_What is asked_: Copy out word for word the lines of the data below, starting at the line that contains "wooden post, imagine" and ending at the line that contains "[[89, 558], [24, 529]]", with both of those lines included.

Excerpts from a dataset on pointing at objects:
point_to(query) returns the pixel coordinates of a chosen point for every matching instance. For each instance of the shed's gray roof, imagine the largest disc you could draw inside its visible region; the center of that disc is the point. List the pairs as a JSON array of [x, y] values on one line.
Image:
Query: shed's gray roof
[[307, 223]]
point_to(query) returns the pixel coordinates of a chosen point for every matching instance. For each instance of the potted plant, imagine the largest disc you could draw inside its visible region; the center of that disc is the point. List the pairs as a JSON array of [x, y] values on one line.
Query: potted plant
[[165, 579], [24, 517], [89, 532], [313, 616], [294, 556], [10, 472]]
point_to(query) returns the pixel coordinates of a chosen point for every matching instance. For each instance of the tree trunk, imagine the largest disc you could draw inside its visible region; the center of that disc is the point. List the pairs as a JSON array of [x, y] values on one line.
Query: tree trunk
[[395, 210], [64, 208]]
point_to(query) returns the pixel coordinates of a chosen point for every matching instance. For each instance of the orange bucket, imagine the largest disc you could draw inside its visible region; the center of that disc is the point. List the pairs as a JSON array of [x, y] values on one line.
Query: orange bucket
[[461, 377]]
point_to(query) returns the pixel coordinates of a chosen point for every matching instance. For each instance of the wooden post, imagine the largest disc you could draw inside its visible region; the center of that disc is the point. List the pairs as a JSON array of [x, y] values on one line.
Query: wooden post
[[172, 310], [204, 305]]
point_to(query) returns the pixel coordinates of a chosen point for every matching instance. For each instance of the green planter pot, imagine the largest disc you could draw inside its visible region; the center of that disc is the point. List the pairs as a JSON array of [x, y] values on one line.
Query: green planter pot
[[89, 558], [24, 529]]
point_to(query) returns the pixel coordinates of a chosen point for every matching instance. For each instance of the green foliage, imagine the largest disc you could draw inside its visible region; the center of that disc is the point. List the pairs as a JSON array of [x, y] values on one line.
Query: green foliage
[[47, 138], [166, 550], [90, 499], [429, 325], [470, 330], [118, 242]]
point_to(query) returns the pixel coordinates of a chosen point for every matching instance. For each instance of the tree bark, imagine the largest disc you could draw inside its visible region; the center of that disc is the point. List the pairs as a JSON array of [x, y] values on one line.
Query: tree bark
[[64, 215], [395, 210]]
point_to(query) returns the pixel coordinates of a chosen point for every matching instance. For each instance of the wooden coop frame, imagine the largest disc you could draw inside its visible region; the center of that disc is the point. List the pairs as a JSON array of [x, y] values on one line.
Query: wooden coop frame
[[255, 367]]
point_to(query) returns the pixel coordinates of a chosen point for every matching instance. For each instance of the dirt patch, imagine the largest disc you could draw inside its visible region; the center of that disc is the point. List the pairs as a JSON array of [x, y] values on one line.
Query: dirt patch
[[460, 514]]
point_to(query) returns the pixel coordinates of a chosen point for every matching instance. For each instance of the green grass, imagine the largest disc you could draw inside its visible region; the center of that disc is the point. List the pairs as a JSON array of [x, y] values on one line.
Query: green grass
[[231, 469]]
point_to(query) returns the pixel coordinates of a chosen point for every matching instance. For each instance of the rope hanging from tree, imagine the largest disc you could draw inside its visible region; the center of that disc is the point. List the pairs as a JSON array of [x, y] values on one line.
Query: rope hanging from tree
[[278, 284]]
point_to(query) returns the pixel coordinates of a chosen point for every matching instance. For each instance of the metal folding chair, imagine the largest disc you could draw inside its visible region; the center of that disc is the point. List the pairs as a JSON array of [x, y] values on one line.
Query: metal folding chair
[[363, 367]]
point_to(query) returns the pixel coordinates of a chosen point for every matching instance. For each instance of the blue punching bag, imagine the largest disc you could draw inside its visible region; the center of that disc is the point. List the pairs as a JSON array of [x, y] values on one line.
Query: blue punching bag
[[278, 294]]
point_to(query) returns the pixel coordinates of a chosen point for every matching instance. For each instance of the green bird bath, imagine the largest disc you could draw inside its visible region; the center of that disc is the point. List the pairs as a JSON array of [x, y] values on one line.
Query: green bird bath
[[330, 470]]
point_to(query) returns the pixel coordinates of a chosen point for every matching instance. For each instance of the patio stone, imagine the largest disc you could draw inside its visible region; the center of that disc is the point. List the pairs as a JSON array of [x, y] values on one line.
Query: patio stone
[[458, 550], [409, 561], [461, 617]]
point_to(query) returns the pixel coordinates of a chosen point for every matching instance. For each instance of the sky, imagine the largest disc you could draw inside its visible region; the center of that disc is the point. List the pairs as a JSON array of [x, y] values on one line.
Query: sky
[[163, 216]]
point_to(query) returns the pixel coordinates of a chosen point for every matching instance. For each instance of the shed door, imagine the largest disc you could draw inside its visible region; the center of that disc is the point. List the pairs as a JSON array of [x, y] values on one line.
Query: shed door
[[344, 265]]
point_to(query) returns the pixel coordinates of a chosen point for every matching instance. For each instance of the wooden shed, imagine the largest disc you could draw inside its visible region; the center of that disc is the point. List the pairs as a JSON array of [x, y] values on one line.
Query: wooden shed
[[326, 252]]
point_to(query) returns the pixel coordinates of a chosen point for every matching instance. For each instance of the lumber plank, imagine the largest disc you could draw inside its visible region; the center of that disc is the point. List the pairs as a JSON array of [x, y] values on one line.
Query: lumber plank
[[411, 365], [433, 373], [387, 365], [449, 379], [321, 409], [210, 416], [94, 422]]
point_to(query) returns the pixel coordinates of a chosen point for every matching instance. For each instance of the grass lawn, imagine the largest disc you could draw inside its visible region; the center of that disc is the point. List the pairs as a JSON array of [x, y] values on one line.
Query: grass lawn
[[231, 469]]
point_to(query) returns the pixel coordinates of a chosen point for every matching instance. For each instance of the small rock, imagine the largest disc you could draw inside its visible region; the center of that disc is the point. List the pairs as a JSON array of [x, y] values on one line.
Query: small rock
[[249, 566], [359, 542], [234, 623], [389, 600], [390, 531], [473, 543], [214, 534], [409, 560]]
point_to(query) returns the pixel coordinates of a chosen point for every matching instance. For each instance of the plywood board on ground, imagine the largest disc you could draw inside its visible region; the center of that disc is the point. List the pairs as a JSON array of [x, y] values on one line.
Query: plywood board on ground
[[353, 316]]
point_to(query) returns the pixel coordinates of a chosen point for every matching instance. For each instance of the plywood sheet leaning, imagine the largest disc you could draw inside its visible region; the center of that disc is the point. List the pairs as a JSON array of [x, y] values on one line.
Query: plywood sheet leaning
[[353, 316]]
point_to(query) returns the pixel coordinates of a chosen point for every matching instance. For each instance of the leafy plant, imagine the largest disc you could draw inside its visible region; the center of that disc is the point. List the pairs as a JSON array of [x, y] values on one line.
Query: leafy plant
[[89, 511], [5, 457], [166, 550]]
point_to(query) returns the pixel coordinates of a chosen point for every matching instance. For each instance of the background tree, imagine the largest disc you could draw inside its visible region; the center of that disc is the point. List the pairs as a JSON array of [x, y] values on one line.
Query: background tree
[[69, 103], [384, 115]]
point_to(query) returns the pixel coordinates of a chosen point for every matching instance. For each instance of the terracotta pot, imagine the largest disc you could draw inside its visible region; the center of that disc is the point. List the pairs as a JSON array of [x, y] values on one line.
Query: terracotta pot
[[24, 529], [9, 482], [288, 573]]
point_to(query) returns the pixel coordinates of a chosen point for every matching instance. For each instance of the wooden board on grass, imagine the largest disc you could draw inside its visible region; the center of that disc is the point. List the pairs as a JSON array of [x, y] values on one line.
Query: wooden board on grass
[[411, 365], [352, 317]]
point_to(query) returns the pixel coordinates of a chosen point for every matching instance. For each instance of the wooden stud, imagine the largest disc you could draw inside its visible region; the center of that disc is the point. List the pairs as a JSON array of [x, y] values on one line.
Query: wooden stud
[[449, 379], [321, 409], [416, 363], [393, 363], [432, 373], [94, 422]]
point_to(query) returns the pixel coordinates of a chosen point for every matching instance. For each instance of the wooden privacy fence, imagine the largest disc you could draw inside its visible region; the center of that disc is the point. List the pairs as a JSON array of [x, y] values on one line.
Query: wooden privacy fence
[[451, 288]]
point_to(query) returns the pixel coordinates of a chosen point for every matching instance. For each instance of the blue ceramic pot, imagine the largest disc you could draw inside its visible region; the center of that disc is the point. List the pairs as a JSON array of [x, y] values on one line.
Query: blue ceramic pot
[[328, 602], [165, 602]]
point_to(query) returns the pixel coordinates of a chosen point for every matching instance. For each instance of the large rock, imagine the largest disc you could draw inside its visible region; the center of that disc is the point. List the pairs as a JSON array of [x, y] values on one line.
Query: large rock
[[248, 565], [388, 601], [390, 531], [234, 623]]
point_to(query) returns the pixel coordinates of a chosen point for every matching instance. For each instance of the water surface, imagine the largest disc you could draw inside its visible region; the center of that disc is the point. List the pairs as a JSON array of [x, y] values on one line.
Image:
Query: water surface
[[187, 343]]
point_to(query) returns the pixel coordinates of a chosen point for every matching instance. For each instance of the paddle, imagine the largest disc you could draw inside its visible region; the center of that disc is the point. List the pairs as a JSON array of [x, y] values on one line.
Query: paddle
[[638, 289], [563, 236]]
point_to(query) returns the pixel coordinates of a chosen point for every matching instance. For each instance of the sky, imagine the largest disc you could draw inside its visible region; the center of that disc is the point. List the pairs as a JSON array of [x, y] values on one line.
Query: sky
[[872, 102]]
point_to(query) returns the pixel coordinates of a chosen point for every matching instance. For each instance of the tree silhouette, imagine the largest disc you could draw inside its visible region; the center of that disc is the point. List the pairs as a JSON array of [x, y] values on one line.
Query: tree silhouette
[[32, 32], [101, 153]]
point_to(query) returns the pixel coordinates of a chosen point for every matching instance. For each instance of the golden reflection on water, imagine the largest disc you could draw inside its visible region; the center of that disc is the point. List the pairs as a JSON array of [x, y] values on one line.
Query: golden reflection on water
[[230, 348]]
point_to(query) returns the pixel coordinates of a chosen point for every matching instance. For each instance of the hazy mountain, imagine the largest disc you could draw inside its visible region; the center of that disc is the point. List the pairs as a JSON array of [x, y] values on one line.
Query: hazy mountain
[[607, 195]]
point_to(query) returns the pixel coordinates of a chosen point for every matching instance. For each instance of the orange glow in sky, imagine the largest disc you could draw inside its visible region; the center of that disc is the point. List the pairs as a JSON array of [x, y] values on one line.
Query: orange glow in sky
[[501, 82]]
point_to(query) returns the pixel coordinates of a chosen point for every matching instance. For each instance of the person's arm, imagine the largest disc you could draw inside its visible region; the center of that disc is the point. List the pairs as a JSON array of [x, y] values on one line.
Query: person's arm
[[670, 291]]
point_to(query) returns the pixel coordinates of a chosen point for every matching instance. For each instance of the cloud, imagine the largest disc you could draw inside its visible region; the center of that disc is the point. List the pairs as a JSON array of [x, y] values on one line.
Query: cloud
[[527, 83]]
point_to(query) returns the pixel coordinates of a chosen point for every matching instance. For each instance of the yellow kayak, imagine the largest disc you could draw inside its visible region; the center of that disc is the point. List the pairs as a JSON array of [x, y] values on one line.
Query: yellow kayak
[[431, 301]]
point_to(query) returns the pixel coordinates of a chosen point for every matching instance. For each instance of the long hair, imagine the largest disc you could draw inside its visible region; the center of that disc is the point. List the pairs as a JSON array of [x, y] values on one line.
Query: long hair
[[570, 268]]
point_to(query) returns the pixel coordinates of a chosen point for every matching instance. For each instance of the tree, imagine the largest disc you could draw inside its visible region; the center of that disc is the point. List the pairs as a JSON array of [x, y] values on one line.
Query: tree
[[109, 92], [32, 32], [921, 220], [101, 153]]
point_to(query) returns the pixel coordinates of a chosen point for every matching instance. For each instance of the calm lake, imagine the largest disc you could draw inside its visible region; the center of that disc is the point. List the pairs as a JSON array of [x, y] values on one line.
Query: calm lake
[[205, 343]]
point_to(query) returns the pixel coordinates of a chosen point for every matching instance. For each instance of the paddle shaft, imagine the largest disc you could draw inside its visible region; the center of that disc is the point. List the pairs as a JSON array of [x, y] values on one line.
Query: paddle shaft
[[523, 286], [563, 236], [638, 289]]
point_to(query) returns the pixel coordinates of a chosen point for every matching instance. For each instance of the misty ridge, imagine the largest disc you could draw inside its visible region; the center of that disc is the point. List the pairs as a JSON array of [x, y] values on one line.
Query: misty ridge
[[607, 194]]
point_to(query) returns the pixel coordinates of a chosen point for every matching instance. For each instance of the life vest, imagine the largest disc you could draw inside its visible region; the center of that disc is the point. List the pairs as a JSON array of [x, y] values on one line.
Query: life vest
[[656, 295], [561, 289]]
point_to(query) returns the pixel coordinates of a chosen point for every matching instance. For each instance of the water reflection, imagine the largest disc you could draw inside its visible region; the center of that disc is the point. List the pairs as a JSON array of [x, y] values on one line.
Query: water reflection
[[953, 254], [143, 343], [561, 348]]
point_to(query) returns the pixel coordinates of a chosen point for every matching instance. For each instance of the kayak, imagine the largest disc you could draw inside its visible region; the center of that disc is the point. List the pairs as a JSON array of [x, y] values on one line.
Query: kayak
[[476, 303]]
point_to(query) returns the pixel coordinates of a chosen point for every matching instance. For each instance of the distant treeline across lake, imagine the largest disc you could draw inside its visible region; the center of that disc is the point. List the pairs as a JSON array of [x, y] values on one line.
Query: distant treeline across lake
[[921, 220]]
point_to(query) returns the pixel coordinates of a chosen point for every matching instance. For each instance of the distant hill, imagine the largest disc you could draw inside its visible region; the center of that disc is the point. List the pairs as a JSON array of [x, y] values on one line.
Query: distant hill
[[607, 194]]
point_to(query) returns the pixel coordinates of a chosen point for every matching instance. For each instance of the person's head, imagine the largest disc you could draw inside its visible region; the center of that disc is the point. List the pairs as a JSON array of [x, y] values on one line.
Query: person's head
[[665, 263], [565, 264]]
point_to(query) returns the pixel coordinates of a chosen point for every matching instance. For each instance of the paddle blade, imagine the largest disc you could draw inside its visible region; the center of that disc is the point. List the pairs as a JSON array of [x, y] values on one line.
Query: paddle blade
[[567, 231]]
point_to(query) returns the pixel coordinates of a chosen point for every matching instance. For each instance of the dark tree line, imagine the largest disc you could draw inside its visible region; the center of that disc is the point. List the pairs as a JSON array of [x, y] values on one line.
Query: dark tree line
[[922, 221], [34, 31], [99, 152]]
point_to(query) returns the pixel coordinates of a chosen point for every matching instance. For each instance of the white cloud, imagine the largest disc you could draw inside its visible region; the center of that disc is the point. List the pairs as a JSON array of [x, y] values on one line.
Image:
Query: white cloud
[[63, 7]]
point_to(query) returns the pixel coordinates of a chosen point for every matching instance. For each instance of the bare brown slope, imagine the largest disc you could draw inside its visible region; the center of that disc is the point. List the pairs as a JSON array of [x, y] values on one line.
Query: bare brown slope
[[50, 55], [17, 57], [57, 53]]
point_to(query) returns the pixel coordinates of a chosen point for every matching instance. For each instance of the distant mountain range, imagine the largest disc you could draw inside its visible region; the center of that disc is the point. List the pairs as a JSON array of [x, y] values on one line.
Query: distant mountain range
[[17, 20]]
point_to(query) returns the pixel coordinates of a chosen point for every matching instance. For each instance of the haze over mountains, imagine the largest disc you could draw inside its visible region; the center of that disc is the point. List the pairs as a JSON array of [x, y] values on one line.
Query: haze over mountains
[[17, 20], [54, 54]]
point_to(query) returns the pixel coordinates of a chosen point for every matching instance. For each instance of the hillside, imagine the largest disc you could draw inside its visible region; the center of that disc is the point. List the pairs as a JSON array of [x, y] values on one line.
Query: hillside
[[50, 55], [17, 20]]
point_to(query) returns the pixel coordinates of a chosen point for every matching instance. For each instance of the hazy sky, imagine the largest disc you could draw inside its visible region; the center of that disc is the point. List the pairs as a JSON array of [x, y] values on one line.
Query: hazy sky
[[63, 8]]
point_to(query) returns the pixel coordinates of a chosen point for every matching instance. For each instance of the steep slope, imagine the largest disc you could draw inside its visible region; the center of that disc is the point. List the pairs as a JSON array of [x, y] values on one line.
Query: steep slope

_Exercise response_:
point_to(query) returns the pixel coordinates of a chosen point for every matching instance. For each instance of the wooden post, imagine the largest disc you could draw inside its visible region; the center of that disc is the point. List the pairs as a JSON array of [x, y] values on one line.
Query: wooden post
[[172, 310], [204, 305]]
point_to(query) returns the pixel coordinates of a chosen point for every matching instance. For each instance of the green planter pot, imagine the largest disc you could draw inside its visible region; the center of that disc is the point. List the pairs as a JSON array of [x, y] values on one line.
Query: green planter pot
[[89, 558], [24, 529]]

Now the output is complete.